--- START Provided records ---

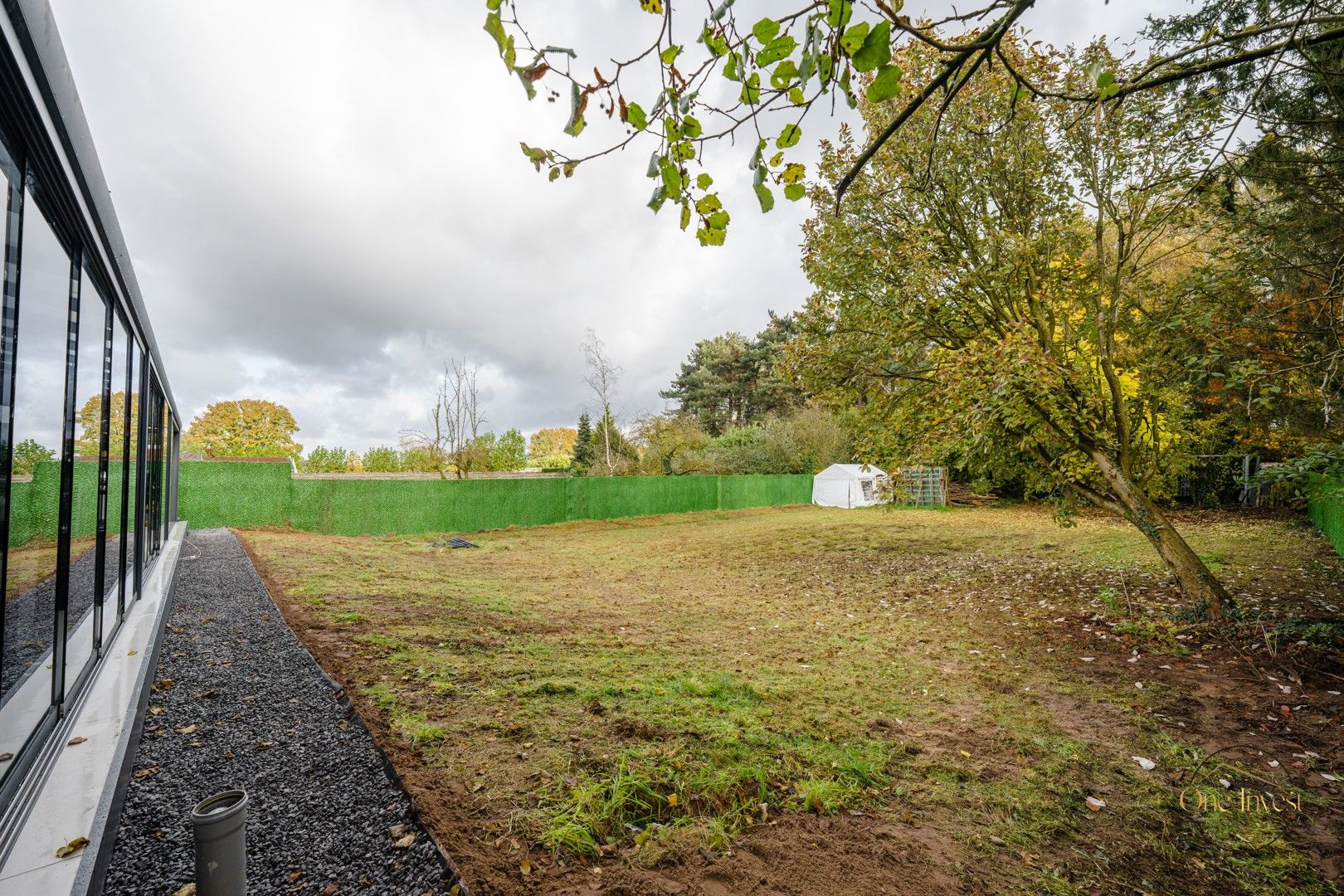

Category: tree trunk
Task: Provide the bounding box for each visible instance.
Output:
[1093,453,1236,619]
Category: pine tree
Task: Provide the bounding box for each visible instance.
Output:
[570,412,592,475]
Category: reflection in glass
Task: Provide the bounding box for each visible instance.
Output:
[0,193,70,752]
[69,271,114,673]
[126,341,145,601]
[0,141,24,781]
[108,314,129,619]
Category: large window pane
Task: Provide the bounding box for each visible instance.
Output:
[0,141,29,781]
[0,193,70,762]
[69,271,115,672]
[108,314,129,618]
[126,335,145,598]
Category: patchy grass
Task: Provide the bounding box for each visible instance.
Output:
[4,538,97,601]
[243,506,1344,894]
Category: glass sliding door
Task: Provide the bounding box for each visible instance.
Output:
[69,270,115,671]
[126,340,145,601]
[108,313,130,621]
[0,127,27,782]
[0,191,72,773]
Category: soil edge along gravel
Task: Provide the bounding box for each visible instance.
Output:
[104,529,465,896]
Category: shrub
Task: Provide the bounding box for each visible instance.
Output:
[363,445,402,473]
[401,446,444,473]
[12,439,56,475]
[304,445,359,473]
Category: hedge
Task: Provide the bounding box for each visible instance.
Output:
[178,460,811,534]
[1307,483,1344,556]
[9,460,136,548]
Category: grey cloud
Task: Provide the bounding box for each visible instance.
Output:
[52,0,1173,449]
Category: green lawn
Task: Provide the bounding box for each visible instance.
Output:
[243,508,1344,894]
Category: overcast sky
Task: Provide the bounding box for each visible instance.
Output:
[41,0,1188,450]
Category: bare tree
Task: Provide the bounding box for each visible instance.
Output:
[583,326,621,473]
[403,358,485,480]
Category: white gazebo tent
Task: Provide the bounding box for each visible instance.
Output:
[811,464,887,508]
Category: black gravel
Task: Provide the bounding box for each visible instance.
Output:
[104,529,453,896]
[0,538,129,694]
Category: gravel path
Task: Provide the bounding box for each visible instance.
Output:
[104,529,451,896]
[0,538,120,694]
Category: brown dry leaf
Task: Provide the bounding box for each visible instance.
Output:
[56,837,89,859]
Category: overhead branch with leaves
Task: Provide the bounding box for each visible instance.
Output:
[485,0,1344,246]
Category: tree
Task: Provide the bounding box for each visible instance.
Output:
[659,312,802,436]
[480,430,527,473]
[659,334,752,436]
[303,445,359,473]
[570,411,592,475]
[485,0,1344,246]
[585,408,640,475]
[75,391,138,457]
[9,439,56,475]
[1151,7,1344,492]
[527,426,579,460]
[793,41,1231,616]
[181,397,304,458]
[583,328,621,473]
[402,358,486,480]
[360,445,402,473]
[703,404,854,475]
[635,414,709,475]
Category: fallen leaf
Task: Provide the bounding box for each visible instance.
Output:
[56,837,89,859]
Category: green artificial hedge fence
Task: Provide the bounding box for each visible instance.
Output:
[1307,483,1344,556]
[9,460,136,548]
[178,460,811,534]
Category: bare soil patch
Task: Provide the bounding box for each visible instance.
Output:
[242,508,1344,896]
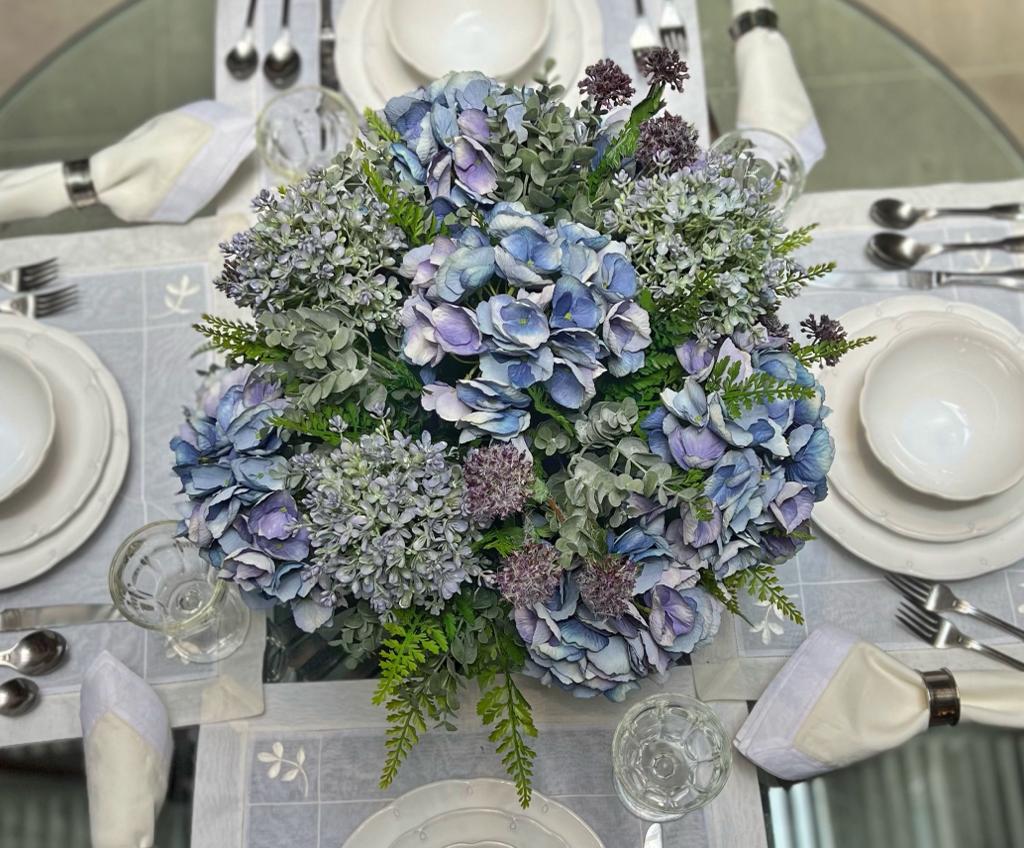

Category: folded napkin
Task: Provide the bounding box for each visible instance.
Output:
[734,626,1024,780]
[81,651,173,848]
[0,100,256,223]
[732,0,825,172]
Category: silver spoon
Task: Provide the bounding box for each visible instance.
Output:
[224,0,259,80]
[0,630,68,677]
[871,198,1024,229]
[263,0,302,88]
[867,232,1024,268]
[0,677,39,717]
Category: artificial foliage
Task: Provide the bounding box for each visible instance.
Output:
[172,49,866,805]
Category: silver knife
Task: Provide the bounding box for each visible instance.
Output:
[0,603,124,633]
[319,0,341,91]
[808,268,1024,292]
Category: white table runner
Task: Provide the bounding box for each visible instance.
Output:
[191,669,767,848]
[0,216,265,747]
[694,175,1024,699]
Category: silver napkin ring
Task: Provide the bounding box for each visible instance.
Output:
[63,159,99,209]
[729,8,778,41]
[921,669,959,727]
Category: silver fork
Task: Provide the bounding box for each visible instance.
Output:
[0,286,78,317]
[886,575,1024,639]
[630,0,657,68]
[657,0,688,58]
[896,601,1024,671]
[0,259,57,294]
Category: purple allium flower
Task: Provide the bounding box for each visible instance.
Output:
[498,542,562,607]
[579,59,634,113]
[577,554,637,619]
[636,115,700,171]
[640,47,690,91]
[463,443,534,519]
[800,314,846,367]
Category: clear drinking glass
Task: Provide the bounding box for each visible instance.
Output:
[611,694,732,821]
[110,521,249,663]
[256,86,359,181]
[711,129,807,212]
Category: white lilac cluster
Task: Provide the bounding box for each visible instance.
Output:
[292,432,480,616]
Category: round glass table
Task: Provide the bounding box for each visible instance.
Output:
[0,0,1024,848]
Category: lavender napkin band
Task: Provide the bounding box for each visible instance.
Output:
[63,159,99,209]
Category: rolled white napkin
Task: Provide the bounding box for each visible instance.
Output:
[732,0,825,172]
[0,100,256,223]
[81,651,173,848]
[734,626,1024,780]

--- END Provided records ---

» **Problem details**
Retype every line of the listing above exactly, leaving out the pictures.

» **Response below**
Category: tree trunk
Task: Provide the bounding box for each visible instance.
Output:
[1093,453,1236,619]
Category: pine tree
Task: Provide the bounding box for each visible instance.
Output:
[570,412,592,475]
Category: reflection in glass
Task: Provide the bounding box for each visible instance.
Output:
[0,193,70,752]
[69,271,114,673]
[126,341,145,601]
[0,141,24,781]
[108,314,129,619]
Category: large window pane
Task: Provide the bounding box for each visible instance.
Output:
[0,141,29,781]
[0,193,70,762]
[69,271,115,672]
[108,314,129,618]
[126,335,145,598]
Category: patchy grass
Task: Provide the bounding box for each visible instance.
Output:
[4,538,97,601]
[243,506,1344,894]
Category: glass sliding door
Task: Provide the bounding box for each visible instance.
Output:
[69,270,115,671]
[126,340,145,601]
[108,313,130,621]
[0,127,27,782]
[0,191,72,773]
Category: soil edge along gravel
Task: Provide the bounding box for each visible instance.
Output:
[104,529,465,896]
Category: shrub
Task: Provide the bounding box for each visible instance.
Output:
[363,445,402,473]
[401,446,444,473]
[12,439,56,475]
[304,445,359,473]
Category: hedge
Task: Provide the bounding box for each visible instance.
Output:
[178,460,811,534]
[1307,483,1344,556]
[9,460,136,548]
Category: grey cloud
Task: Provide the bounding box for each visible instance.
Output:
[52,0,1173,449]
Category: green lawn
Task: Provide the bounding box for each visible instance.
Output:
[243,508,1344,894]
Category: overcast sky
Task: Provide the bounding box for each visible instance.
Output:
[41,0,1188,450]
Category: bare tree
Task: Provide the bounding box for each visible instance.
Output:
[583,326,621,473]
[403,358,485,480]
Category: white gazebo tent
Task: Provide the bounding box for each visible instance.
Output:
[811,464,887,508]
Category: black gravel
Task: Provide the bounding box for each visible instance.
Output:
[104,529,453,896]
[0,538,129,694]
Category: gravel path
Task: Provide the bounding box for each visible instance.
Output:
[104,529,451,896]
[0,538,120,694]
Category: brown dry leaf
Task: Provide the bounding box for each visible instance.
Output:
[56,837,89,859]
Category: overhead branch with leaves
Task: Provide the bounding box for each visible instance.
Output:
[485,0,1344,246]
Category: tree
Task: Provide the bounding box for each visible instance.
Output:
[659,312,802,436]
[480,430,527,473]
[659,334,752,436]
[303,445,359,473]
[570,411,592,475]
[485,0,1344,246]
[585,408,640,475]
[75,391,138,457]
[9,439,56,475]
[1151,7,1344,492]
[527,426,579,460]
[793,41,1231,616]
[181,397,304,458]
[583,328,621,473]
[402,358,486,480]
[360,445,402,473]
[703,404,854,475]
[635,414,709,475]
Category: fallen leaf
Task: Provide the bounding box for each visible instance.
Output:
[56,837,89,859]
Category: green artificial hedge fence
Task: Provide the bounding box for each visible instance.
Output:
[1307,483,1344,556]
[9,460,136,548]
[178,460,811,534]
Category: bare soil patch
Task: Provide the bounding box for each visible instance.
Output:
[242,508,1344,896]

Category: folded napkin
Task: Provide the bounding box for each visible instance.
Output:
[734,626,1024,780]
[81,651,173,848]
[0,100,256,223]
[732,0,825,172]
Category: silver spoon
Task: Provide the bounding box for each visible instance.
Output:
[224,0,259,80]
[0,630,68,677]
[871,198,1024,229]
[263,0,302,88]
[867,232,1024,268]
[0,677,39,717]
Category: artificial foliage
Task: Provide the bounding box for each visible instance.
Output:
[172,49,866,805]
Category: silver knife
Task: Provide the bounding box for each visible instance.
Output:
[0,603,124,633]
[319,0,341,91]
[808,268,1024,292]
Category: white table runner
Task: Provide the bounding box for each visible instance.
Output:
[191,669,767,848]
[0,216,265,747]
[694,175,1024,699]
Category: silver napkin ring
Task: Provide the bounding box for each visible instance.
Output:
[63,159,99,209]
[729,8,778,41]
[921,669,959,727]
Category: silver fork
Task: Provide the bounding box for each visible instance.
Output:
[0,286,78,317]
[886,575,1024,639]
[630,0,657,68]
[657,0,688,58]
[896,601,1024,671]
[0,259,57,294]
Category: purple allium flower
Task: Provide the bounding box for each visible instance.
Output:
[498,542,562,607]
[579,59,634,113]
[577,554,637,619]
[636,115,700,171]
[640,47,690,91]
[463,443,534,519]
[800,314,846,367]
Category: clear drinking glass
Task: Provide the bounding box for each visible instance.
Output:
[611,694,732,821]
[110,521,249,663]
[256,86,359,181]
[711,129,807,212]
Category: white lilac cluster
Task: Provide the bounding box for each visible instance.
Output:
[292,432,480,616]
Category: round glass table
Task: Provide the bounding box for each visible instance.
Output:
[0,0,1024,848]
Category: lavender napkin band
Task: Provide the bounding box for each visible instance.
Output:
[63,159,99,209]
Category: rolled white napkin
Task: Provide the bounding box for each visible instance.
Output:
[732,0,825,172]
[0,100,256,223]
[81,651,173,848]
[734,626,1024,780]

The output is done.